> What you should do:
Before anything else, drop the pictures; then return exactly the lines from the top of the listing through the line with "positive clicks: (123, 584) (557, 564)".

> Supplied records:
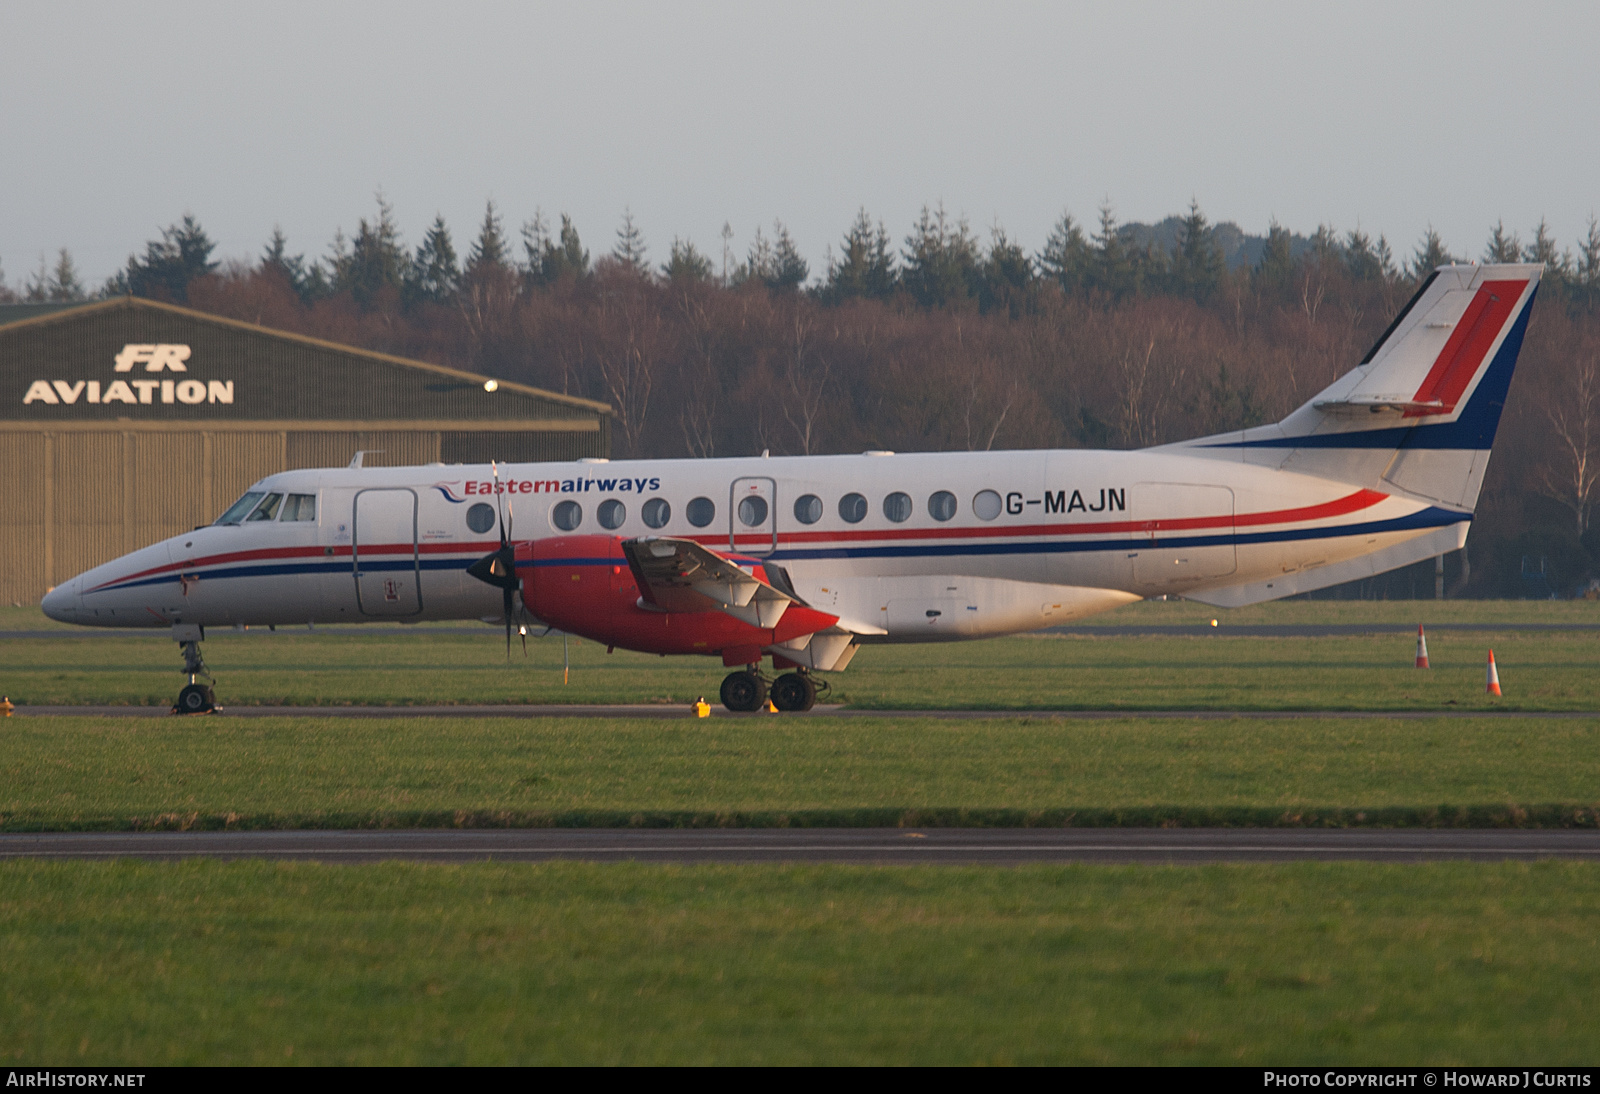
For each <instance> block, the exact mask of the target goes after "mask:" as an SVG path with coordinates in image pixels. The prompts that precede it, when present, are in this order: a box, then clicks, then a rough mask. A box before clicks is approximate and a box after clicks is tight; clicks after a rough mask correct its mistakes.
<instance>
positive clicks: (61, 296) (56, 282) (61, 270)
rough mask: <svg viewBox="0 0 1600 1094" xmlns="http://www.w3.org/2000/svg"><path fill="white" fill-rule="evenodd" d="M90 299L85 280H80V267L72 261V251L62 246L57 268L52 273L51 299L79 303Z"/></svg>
mask: <svg viewBox="0 0 1600 1094" xmlns="http://www.w3.org/2000/svg"><path fill="white" fill-rule="evenodd" d="M83 299H88V293H86V291H85V288H83V281H82V280H78V267H77V264H75V262H74V261H72V251H69V250H67V248H61V254H59V256H58V258H56V269H54V270H53V272H51V275H50V301H51V302H53V304H77V302H78V301H83Z"/></svg>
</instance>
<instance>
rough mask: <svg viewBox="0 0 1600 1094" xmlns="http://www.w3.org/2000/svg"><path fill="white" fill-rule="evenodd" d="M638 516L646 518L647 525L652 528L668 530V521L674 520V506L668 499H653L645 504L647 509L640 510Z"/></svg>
mask: <svg viewBox="0 0 1600 1094" xmlns="http://www.w3.org/2000/svg"><path fill="white" fill-rule="evenodd" d="M638 515H640V517H643V518H645V523H646V525H650V526H651V528H666V525H667V521H669V520H672V504H670V502H669V501H667V499H666V497H651V499H650V501H648V502H645V507H643V509H640V510H638Z"/></svg>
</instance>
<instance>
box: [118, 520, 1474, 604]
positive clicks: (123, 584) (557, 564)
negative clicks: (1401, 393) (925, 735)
mask: <svg viewBox="0 0 1600 1094" xmlns="http://www.w3.org/2000/svg"><path fill="white" fill-rule="evenodd" d="M1467 520H1472V513H1462V512H1456V510H1451V509H1437V507H1434V509H1422V510H1419V512H1414V513H1410V515H1406V517H1395V518H1392V520H1370V521H1363V523H1358V525H1338V526H1334V528H1288V529H1282V531H1262V533H1213V534H1206V536H1158V537H1157V539H1155V541H1154V542H1152V539H1150V537H1149V536H1142V537H1133V539H1086V541H1061V539H1045V541H1032V542H1016V541H1011V542H963V544H907V545H875V547H818V549H803V550H800V549H790V550H778V552H773V553H771V555H768V558H770V560H771V561H790V560H794V561H819V560H830V558H952V557H973V555H978V557H986V555H987V557H994V555H1077V553H1086V552H1096V550H1109V552H1136V550H1182V549H1190V547H1227V545H1237V547H1243V545H1251V544H1286V542H1301V541H1307V539H1344V537H1349V536H1378V534H1382V533H1398V531H1419V529H1424V528H1448V526H1450V525H1459V523H1461V521H1467ZM474 561H477V555H474V557H470V558H422V560H421V561H416V560H411V558H395V560H386V561H363V563H362V573H406V571H416V569H446V571H448V569H466V568H467V566H470V565H472V563H474ZM757 561H758V560H757ZM531 565H534V566H621V565H622V560H621V558H539V560H536V561H533V563H531ZM350 573H352V566H350V563H349V560H330V561H320V560H318V561H306V563H259V565H250V566H226V568H221V569H194V571H184V576H186V577H205V579H213V581H214V579H227V577H283V576H294V574H341V576H342V574H350ZM176 581H178V573H176V571H174V573H168V574H160V576H157V577H146V579H142V581H130V582H126V584H120V585H110V587H107V589H98V590H94V592H117V590H123V589H139V587H142V585H162V584H171V582H176ZM90 595H93V593H90Z"/></svg>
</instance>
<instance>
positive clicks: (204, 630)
mask: <svg viewBox="0 0 1600 1094" xmlns="http://www.w3.org/2000/svg"><path fill="white" fill-rule="evenodd" d="M173 638H176V640H178V648H179V649H181V651H182V654H184V675H187V677H189V686H187V688H184V689H182V691H179V693H178V702H176V704H174V705H173V713H214V712H218V710H221V707H218V705H216V693H214V691H211V685H214V683H216V677H213V675H211V673H210V672H208V670H206V667H205V657H202V656H200V641H202V640H203V638H205V630H202V629H200V627H198V625H184V624H178V625H174V627H173ZM195 677H205V678H206V683H198V681H197V680H195Z"/></svg>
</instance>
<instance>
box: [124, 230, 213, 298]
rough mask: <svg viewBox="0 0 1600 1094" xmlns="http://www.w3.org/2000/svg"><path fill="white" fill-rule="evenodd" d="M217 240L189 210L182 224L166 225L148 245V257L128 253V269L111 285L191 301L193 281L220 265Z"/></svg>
mask: <svg viewBox="0 0 1600 1094" xmlns="http://www.w3.org/2000/svg"><path fill="white" fill-rule="evenodd" d="M214 250H216V243H213V242H211V237H208V235H206V234H205V229H203V227H200V222H198V221H197V219H195V218H194V216H192V214H189V213H186V214H184V219H182V221H181V222H179V224H173V226H171V227H165V229H162V238H158V240H150V242H149V243H146V246H144V258H142V259H141V258H139V256H136V254H130V256H128V266H126V269H125V270H123V272H122V273H118V275H117V277H115V278H112V281H109V283H107V288H110V289H114V291H118V293H131V294H133V296H165V297H166V299H171V301H176V302H179V304H184V302H187V301H189V283H190V281H194V280H195V278H197V277H203V275H206V273H210V272H211V270H214V269H216V266H218V264H216V262H213V261H211V251H214Z"/></svg>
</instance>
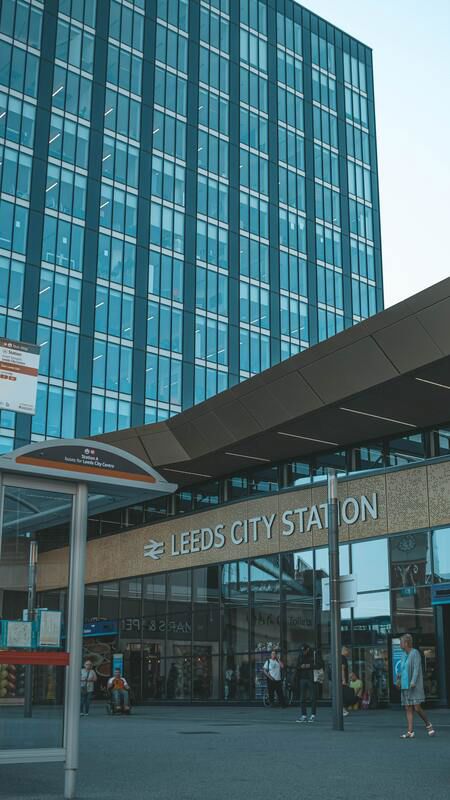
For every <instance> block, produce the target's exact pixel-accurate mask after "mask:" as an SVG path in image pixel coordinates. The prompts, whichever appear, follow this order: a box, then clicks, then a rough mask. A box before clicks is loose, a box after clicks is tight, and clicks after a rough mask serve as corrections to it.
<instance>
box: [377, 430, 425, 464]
mask: <svg viewBox="0 0 450 800" xmlns="http://www.w3.org/2000/svg"><path fill="white" fill-rule="evenodd" d="M424 458H426V440H425V436H424V434H423V433H413V434H411V435H410V436H401V437H399V438H398V439H390V440H389V442H388V461H387V466H390V467H396V466H399V465H401V464H410V463H411V462H414V461H422V460H423V459H424Z"/></svg>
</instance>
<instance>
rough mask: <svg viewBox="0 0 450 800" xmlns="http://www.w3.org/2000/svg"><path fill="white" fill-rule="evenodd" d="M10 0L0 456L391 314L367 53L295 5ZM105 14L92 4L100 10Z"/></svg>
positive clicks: (126, 419)
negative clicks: (25, 385)
mask: <svg viewBox="0 0 450 800" xmlns="http://www.w3.org/2000/svg"><path fill="white" fill-rule="evenodd" d="M97 5H98V4H97V3H96V0H59V2H57V0H48V2H39V0H35V1H34V2H33V3H32V4H31V3H30V2H27V0H3V2H2V3H1V16H0V151H1V153H0V162H1V163H0V188H1V197H0V205H1V208H0V335H1V336H5V335H6V336H9V337H11V338H14V339H23V340H26V341H30V342H37V343H38V344H40V345H41V354H42V355H41V369H40V373H41V374H40V378H39V389H38V408H37V413H36V415H35V416H34V417H33V418H32V419H31V418H29V417H25V416H23V415H22V416H20V417H17V418H16V417H15V415H14V414H12V413H7V412H2V413H1V415H0V450H1V451H5V450H8V449H11V448H12V447H14V446H20V445H22V444H24V443H26V442H27V441H29V440H30V439H33V440H38V439H40V438H47V437H60V436H64V437H71V436H83V435H89V434H93V435H95V434H99V433H102V432H104V431H110V430H115V429H118V428H126V427H128V426H130V425H140V424H143V423H147V422H153V421H157V420H161V419H166V418H167V417H169V416H171V415H172V414H175V413H177V412H179V411H181V410H182V409H183V408H187V407H189V406H190V405H192V404H193V403H198V402H201V401H202V400H204V399H205V398H207V397H210V396H212V395H214V394H215V393H217V392H220V391H222V390H224V389H226V388H228V387H230V386H233V385H235V384H236V383H238V382H239V381H241V380H244V379H245V378H247V377H249V376H251V375H253V374H255V373H257V372H259V371H261V370H264V369H266V368H268V367H270V366H272V365H273V364H276V363H277V362H278V361H280V360H282V359H285V358H288V357H289V356H290V355H293V354H294V353H297V352H299V351H300V350H303V349H305V348H307V347H309V346H311V345H312V344H315V343H317V342H318V341H321V340H323V339H324V338H326V337H328V336H331V335H333V334H334V333H336V332H338V331H340V330H343V329H344V328H346V327H349V326H350V325H353V324H354V323H356V322H358V321H360V320H361V319H364V318H366V317H368V316H370V315H372V314H374V313H376V312H377V311H380V310H381V309H382V307H383V293H382V268H381V248H380V224H379V206H378V178H377V156H376V139H375V114H374V97H373V77H372V57H371V51H370V50H369V49H368V48H366V47H365V46H363V45H362V44H360V43H359V42H357V41H355V40H354V39H351V38H350V37H348V36H347V35H346V34H344V33H342V32H341V31H339V30H337V29H335V28H334V27H333V26H331V25H329V24H327V23H326V22H324V21H323V20H321V19H319V18H318V17H316V16H314V15H313V14H311V13H310V12H309V11H306V10H305V9H303V8H302V7H301V6H300V5H298V4H297V3H294V2H293V1H292V0H286V1H285V2H284V0H258V1H257V0H241V1H240V2H238V0H211V1H210V2H208V1H207V0H200V1H198V0H157V1H156V2H155V0H135V1H134V2H132V1H131V0H130V2H127V0H123V1H122V2H119V0H111V2H110V3H106V4H102V5H101V8H100V7H97ZM97 12H98V13H97Z"/></svg>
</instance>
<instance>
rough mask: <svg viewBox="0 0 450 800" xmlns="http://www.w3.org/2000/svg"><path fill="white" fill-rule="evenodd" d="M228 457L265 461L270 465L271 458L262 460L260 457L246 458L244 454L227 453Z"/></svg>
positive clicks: (245, 456)
mask: <svg viewBox="0 0 450 800" xmlns="http://www.w3.org/2000/svg"><path fill="white" fill-rule="evenodd" d="M225 455H226V456H234V457H235V458H249V459H250V461H265V462H266V463H267V464H270V458H260V457H259V456H244V454H243V453H228V452H226V453H225Z"/></svg>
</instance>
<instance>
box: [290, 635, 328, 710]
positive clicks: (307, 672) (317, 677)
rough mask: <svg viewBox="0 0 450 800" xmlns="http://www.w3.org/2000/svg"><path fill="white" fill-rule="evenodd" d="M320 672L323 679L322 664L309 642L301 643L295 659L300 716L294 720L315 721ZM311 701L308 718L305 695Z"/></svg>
mask: <svg viewBox="0 0 450 800" xmlns="http://www.w3.org/2000/svg"><path fill="white" fill-rule="evenodd" d="M320 673H322V679H323V665H322V663H321V661H319V659H318V658H317V656H316V653H315V651H314V650H313V649H312V647H310V646H309V644H303V645H302V646H301V648H300V653H299V656H298V659H297V677H298V682H299V691H300V705H301V717H300V719H297V720H295V721H296V722H315V719H316V706H317V695H316V683H319V682H320V680H319V679H320V677H321V675H320ZM308 696H309V699H310V703H311V715H310V717H309V719H308V714H307V704H306V701H307V697H308Z"/></svg>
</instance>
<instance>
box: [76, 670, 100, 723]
mask: <svg viewBox="0 0 450 800" xmlns="http://www.w3.org/2000/svg"><path fill="white" fill-rule="evenodd" d="M96 680H97V675H96V674H95V672H94V670H93V669H92V661H89V660H88V661H85V662H84V667H83V668H82V670H81V695H80V716H82V717H87V716H88V714H89V708H90V705H91V700H92V695H93V694H94V687H95V682H96Z"/></svg>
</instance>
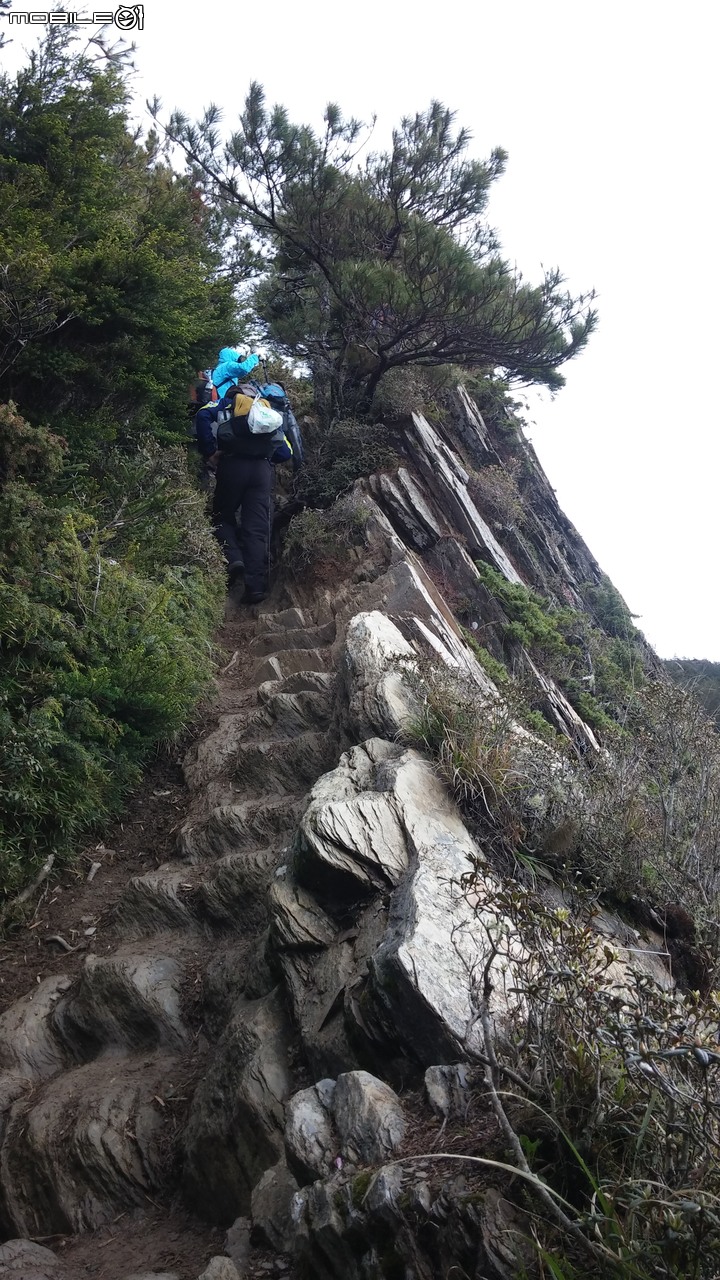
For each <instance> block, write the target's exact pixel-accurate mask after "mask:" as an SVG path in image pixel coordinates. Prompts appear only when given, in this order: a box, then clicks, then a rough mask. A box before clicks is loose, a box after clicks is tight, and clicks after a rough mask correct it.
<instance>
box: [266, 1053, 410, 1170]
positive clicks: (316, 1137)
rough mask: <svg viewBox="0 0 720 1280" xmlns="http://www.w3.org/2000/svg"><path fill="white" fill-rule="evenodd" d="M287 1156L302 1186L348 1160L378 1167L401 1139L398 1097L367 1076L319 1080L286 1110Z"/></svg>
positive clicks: (295, 1097)
mask: <svg viewBox="0 0 720 1280" xmlns="http://www.w3.org/2000/svg"><path fill="white" fill-rule="evenodd" d="M286 1115H287V1121H286V1132H284V1140H286V1151H287V1157H288V1161H290V1165H291V1167H292V1169H293V1170H295V1171H296V1172H297V1175H299V1178H300V1179H301V1181H304V1183H307V1181H315V1179H316V1178H323V1176H325V1175H328V1174H331V1172H332V1170H333V1169H334V1167H336V1165H337V1166H338V1167H342V1165H343V1164H345V1162H347V1161H350V1162H351V1164H354V1165H359V1164H360V1165H373V1164H375V1165H377V1164H382V1161H384V1160H387V1157H388V1156H389V1155H392V1152H395V1151H396V1149H397V1147H398V1146H400V1143H401V1142H402V1138H404V1137H405V1129H406V1119H405V1114H404V1111H402V1106H401V1103H400V1098H398V1097H397V1094H396V1093H395V1092H393V1091H392V1089H391V1088H389V1085H388V1084H386V1083H384V1082H383V1080H379V1079H378V1078H377V1076H375V1075H370V1073H369V1071H346V1073H343V1074H342V1075H338V1078H337V1080H329V1079H325V1080H319V1082H318V1084H314V1085H313V1087H311V1088H310V1089H301V1091H300V1093H296V1094H295V1096H293V1097H292V1098H291V1100H290V1102H288V1105H287V1111H286Z"/></svg>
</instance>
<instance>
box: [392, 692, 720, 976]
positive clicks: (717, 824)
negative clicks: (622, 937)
mask: <svg viewBox="0 0 720 1280" xmlns="http://www.w3.org/2000/svg"><path fill="white" fill-rule="evenodd" d="M418 698H419V700H420V704H421V714H420V717H419V718H418V722H416V723H415V724H414V726H413V727H411V730H410V736H411V739H413V741H414V742H415V744H416V745H418V746H420V748H423V749H424V750H427V751H428V753H429V754H430V755H432V756H433V759H434V760H436V762H437V765H438V769H439V772H441V774H442V776H443V777H445V778H446V781H447V783H448V786H450V787H451V788H452V791H454V795H455V797H456V799H457V801H459V804H460V805H461V808H462V810H464V813H465V814H466V817H468V819H469V820H470V822H471V823H473V824H474V826H475V827H477V829H478V835H479V838H480V840H482V844H483V847H484V849H486V850H487V851H488V852H489V855H491V858H492V859H493V861H495V865H496V867H497V868H498V870H501V872H502V873H507V872H512V869H514V867H515V863H516V861H518V859H519V858H521V859H539V860H541V861H543V863H546V864H547V865H548V867H551V868H552V869H553V870H555V873H556V874H559V876H561V877H568V878H569V882H570V883H573V882H574V879H575V877H578V878H579V879H580V881H582V882H583V883H585V884H587V886H589V887H592V890H593V891H594V892H596V893H600V895H601V896H605V897H606V899H607V900H609V901H612V902H615V904H618V902H619V901H620V902H625V904H626V902H632V901H635V900H638V899H639V900H642V901H643V902H651V904H652V902H655V904H656V906H657V909H659V910H661V911H662V910H664V909H665V904H667V902H671V904H678V905H679V906H680V908H682V909H683V910H685V911H687V913H688V915H689V916H691V918H692V920H693V922H694V924H696V927H697V934H698V938H702V941H703V945H705V946H707V947H708V948H710V951H711V954H712V955H714V956H717V957H720V929H719V928H717V914H719V911H720V737H719V736H717V733H716V732H715V728H714V724H712V722H711V721H710V719H708V717H707V716H706V713H705V712H703V709H702V708H701V707H700V704H698V703H697V701H696V700H694V699H693V698H692V696H691V695H688V694H687V692H685V691H684V690H679V689H676V687H675V686H673V685H670V684H667V685H666V684H653V685H647V686H646V687H644V689H642V690H639V691H638V692H637V694H635V698H634V700H633V704H632V707H630V708H629V709H628V719H626V730H625V732H624V733H621V735H616V736H615V739H614V741H612V754H609V753H607V751H603V753H601V754H594V753H593V754H591V755H588V756H587V758H584V759H582V760H579V759H577V758H571V756H570V755H568V754H566V753H565V750H564V745H562V744H564V740H561V739H559V737H557V736H556V735H555V733H553V732H552V730H551V727H550V726H548V724H547V723H546V722H544V719H543V718H542V717H541V716H539V713H538V712H536V710H533V709H532V707H530V705H529V703H528V692H527V691H525V690H524V689H523V687H521V685H520V684H519V682H518V681H516V680H510V681H509V682H506V684H505V685H503V687H502V696H501V698H500V699H496V698H488V696H487V695H484V694H483V692H482V691H480V690H478V687H477V686H475V685H473V684H471V682H470V681H469V680H465V678H462V677H460V676H459V675H457V673H456V672H451V671H446V669H434V668H432V667H430V668H427V669H424V671H423V672H421V675H420V677H419V684H418ZM523 726H524V727H527V728H529V730H530V731H532V732H533V733H534V735H537V736H538V737H541V739H543V740H544V742H546V744H547V746H546V745H539V744H538V742H537V740H536V739H530V740H529V739H528V737H527V735H524V733H523ZM698 972H700V970H698ZM688 980H691V983H692V984H694V986H697V984H698V982H700V978H697V977H689V978H688Z"/></svg>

> Solution to the problem:
For each <instance> block, the exact mask of the target goes after "mask:" as an SVG path with coordinates in image pixels. The prompts that precede it, when present, are in this order: a box, then clicks, then a rough mask. A box before clicks is approximate and a box after clicks is tight; clicks after a rough mask correct its mistakes.
<instance>
positive clicks: (61, 296) (56, 282) (61, 270)
rough mask: <svg viewBox="0 0 1600 1094" xmlns="http://www.w3.org/2000/svg"><path fill="white" fill-rule="evenodd" d="M90 299L85 280H80V267L72 261V251L62 246L57 268L52 273L51 299L79 303Z"/></svg>
mask: <svg viewBox="0 0 1600 1094" xmlns="http://www.w3.org/2000/svg"><path fill="white" fill-rule="evenodd" d="M83 299H88V293H86V291H85V288H83V281H82V280H78V267H77V264H75V262H74V261H72V251H69V250H67V248H61V254H59V256H58V258H56V269H54V270H53V272H51V275H50V301H51V302H53V304H77V302H78V301H83Z"/></svg>
</instance>
<instance>
rough mask: <svg viewBox="0 0 1600 1094" xmlns="http://www.w3.org/2000/svg"><path fill="white" fill-rule="evenodd" d="M638 516L646 518L647 525L652 528L668 530V521L674 520V506L668 499H653L645 504L647 509L640 510Z"/></svg>
mask: <svg viewBox="0 0 1600 1094" xmlns="http://www.w3.org/2000/svg"><path fill="white" fill-rule="evenodd" d="M638 515H640V517H643V518H645V523H646V525H650V526H651V528H666V525H667V521H669V520H672V504H670V502H669V501H667V499H666V497H651V499H650V501H648V502H645V507H643V509H640V510H638Z"/></svg>
</instance>
<instance>
box: [118, 520, 1474, 604]
positive clicks: (123, 584) (557, 564)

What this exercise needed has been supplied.